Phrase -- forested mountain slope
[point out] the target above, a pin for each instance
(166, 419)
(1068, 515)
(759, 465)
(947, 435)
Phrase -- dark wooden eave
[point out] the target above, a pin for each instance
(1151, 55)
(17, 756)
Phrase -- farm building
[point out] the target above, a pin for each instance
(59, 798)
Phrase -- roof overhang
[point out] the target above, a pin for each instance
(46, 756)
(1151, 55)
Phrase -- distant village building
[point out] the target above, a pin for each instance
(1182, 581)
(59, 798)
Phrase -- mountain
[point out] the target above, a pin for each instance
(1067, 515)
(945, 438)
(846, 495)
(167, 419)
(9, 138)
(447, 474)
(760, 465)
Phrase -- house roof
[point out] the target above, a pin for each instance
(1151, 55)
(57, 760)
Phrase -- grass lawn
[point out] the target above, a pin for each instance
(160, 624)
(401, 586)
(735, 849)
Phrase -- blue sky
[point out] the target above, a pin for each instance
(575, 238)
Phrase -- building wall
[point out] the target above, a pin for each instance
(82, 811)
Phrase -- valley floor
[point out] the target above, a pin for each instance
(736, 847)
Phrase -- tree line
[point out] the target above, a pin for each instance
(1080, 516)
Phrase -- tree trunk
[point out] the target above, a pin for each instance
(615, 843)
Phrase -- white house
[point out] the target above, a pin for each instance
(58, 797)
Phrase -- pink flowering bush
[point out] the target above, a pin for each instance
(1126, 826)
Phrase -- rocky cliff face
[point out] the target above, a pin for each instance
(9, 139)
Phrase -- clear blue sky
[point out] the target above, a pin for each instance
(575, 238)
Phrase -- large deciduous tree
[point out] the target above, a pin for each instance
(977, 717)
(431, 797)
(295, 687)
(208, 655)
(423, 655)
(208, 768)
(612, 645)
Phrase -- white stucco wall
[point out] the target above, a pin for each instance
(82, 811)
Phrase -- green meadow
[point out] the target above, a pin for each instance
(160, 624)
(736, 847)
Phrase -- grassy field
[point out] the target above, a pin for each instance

##############################

• _EXERCISE BRIEF_
Set down the listing in full, keeping every word exactly as it is.

• _RESPONSE TO THE EXERCISE_
Phrase -- forested mountain slope
[point out] the target above, a pin for each instance
(166, 419)
(1068, 515)
(759, 465)
(947, 435)
Phrase -- dark wooden eave
[point out] the target above, a pin for each instance
(1151, 55)
(17, 756)
Phrase -- farm building
[point out] the target above, a pin for each instance
(59, 798)
Phrase -- roof overhang
[point out] the target above, a pin for each instance
(46, 756)
(1151, 55)
Phrase -- distant village building
[point out] the target above, a pin for each instance
(1182, 581)
(59, 798)
Phrase -- mountain
[point out] the target above, a pin for each instance
(1067, 515)
(945, 438)
(846, 495)
(167, 419)
(9, 138)
(447, 474)
(760, 465)
Phrase -- house roof
[point out] the target above, a pin for each instance
(1151, 55)
(57, 760)
Phrase -- grass lawn
[point out] the target above, a pin for each instance
(160, 624)
(401, 586)
(735, 849)
Phrase -- blue sky
[point out] the target above, a pin for each instance
(575, 238)
Phrase -- building wall
[point out] the target above, a pin for each instance
(82, 811)
Phrase -- valley floor
[point out] the target above, a pin for each instance
(736, 847)
Phrase -- tree line
[point out] the target above, a pin for each instance
(1080, 516)
Phrase -- tree trunk
[point out] the target above, a pin for each instance
(615, 843)
Phrase -- white house
[point out] the target above, a pin for each instance
(58, 797)
Phrase -- pink flowering bush
[point out] the target above, a pin for each instance
(1126, 826)
Phrase -- rocky cliff face
[point out] the target above, a pin for each instance
(9, 139)
Phrase -- clear blue sky
[point out] the target above, a pin for each instance
(575, 238)
Phrase -- large deciduous tree
[point out] the target above, a pin for each instance
(977, 717)
(431, 797)
(295, 687)
(208, 655)
(423, 655)
(208, 768)
(612, 645)
Phrase -- white stucco wall
[point out] the target above, a pin for each instance
(82, 811)
Phrase -- green meadow
[point out] the target above, a pin for each instance
(160, 624)
(736, 847)
Phrase -- grassy field
[point out] the target above, a pin for each instance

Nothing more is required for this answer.